■ **本文抜粋**:
□ □ □ □

朗詠(ろうえい)


朗詠とは、雅楽のジャンルの一つで、謡物と呼ばれる声楽曲のことです。楽曲はメロディアスな旋律ではありませんが、独特の抑揚をもった、しっとりとした雅楽風の旋律で、漢詩にそのメロディーをのせて謡うのが朗詠です。

ろう‐えい【朗詠】 1 詩歌などを、節をつけて声高くうたうこと。吟詠。「人麿の歌を―する」 2 平安中期から流行した歌謡で、漢詩文の一節を朗吟するもの。中世以降、雅楽化された。詞章となる詩歌を収めたものに「和漢朗詠集」などがある。

大辞泉(小学館)より





■あらまし

記載のうち、2がいわゆる雅楽の朗詠です。古代の歌謡全般を指して郢曲(えいきょく)とも呼びますが、朗詠と同じ意味で用いられることもあります。

朗詠は一部の楽曲を除いて、構成は揃えられています。曲にした漢詩を「一の句」・「二の句」・「三の句」と3つの部分に分けており、それれの句は「句頭」(くとう)とよばれるソリストによる独唱からはじまり、付所(つけどころ)とよばれる箇所より歌方全員で斉唱、管方による楽器の吹奏が加わります。

特徴のあるのは「ニの句」の独唱部分です。旋律が高音域のため、句頭の人はかなりハイトーンの音域で謡うことを要求されます。人によっては謡うことが困難であるため、「ニの句が継げない」という言葉の語源にもなっています。

伴奏楽器の編成は笙、篳篥、龍笛のそれぞれ一管立です。管絃と違って笙は和音は奏さず、単音(一竹)または甲乙音で吹奏します。また朗詠は雅楽の中の他のジャンルには見られない、「演奏する曲の調子(key)が決まっていない」という特徴もあります。

□ □ □ □

■ **練習問題**:
A. 朗詠についての本文で、伴奏楽器の編成として挙げられている楽器をすべて書き出しなさい。
B. 朗詠についての本文を、最後の文の後から書き継ぎなさい。

■ **提供データ**:
□ □ □ □

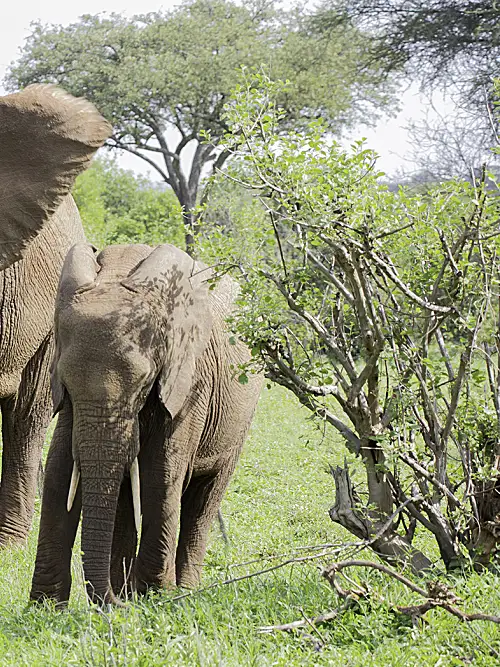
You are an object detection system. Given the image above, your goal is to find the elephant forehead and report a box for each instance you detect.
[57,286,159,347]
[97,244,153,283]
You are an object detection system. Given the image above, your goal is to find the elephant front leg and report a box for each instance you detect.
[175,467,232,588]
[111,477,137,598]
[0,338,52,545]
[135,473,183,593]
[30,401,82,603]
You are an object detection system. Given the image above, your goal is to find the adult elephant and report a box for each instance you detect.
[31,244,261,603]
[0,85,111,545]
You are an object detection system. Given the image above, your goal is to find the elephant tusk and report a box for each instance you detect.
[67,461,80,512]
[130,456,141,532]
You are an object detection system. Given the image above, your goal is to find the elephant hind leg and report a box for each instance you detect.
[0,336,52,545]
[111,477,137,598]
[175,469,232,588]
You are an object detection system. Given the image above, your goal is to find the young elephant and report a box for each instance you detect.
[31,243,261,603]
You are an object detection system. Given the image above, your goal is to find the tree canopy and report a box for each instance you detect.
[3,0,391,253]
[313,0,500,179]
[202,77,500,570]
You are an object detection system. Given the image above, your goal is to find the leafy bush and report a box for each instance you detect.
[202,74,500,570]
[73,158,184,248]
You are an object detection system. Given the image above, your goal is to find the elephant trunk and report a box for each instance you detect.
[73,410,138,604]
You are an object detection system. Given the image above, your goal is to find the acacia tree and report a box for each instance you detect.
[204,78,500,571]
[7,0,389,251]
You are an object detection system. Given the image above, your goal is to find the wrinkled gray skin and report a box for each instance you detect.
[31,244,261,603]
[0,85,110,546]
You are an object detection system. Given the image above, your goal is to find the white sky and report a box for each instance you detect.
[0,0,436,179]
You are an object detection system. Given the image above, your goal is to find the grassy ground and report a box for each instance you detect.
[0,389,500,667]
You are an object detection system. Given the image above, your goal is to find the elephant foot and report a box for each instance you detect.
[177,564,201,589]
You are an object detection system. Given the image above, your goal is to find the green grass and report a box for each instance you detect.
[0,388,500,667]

□ □ □ □

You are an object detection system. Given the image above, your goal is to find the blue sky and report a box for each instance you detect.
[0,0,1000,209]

□ □ □ □

■ **練習問題の解答**:
A. 笙、篳篥、龍笛

B.
現在は盤渉調・壱越調・平調の3種類の調子での演奏が行われており、唱者(特に二の句の句頭)の声域によって調子を定めるようです。当然、伴奏する楽器もその調子によってKeyを変える訳ですが、この概念は管絃の「渡物」とは違ったもので、いわゆるポピュラー音楽の「移調」と同じものです。

■源家・藤家の二流

朗詠の始祖は、宇多天皇の孫にあたる源雅信とされていますが、この雅信の流祖とする「源家」と、藤原公任、藤原基俊などの流派である「藤家」の二流により、それぞれの作法や譜が伝えられました。時代が下るとこの二流儀は、楽道を家業とする堂上公家に伝えられていきました。

催馬楽師伝相承

平安末期には藤原師長によって「朗詠二百十首」が編纂され、また室町初期には洞院満季による「朗詠百三十首」の譜が書筆されたように、朗詠曲は当時はかなりの曲目があったようです。以降、長い年月の間の出来事と、明治9年と明治21年の明治撰定により、現行の朗詠曲は15曲です。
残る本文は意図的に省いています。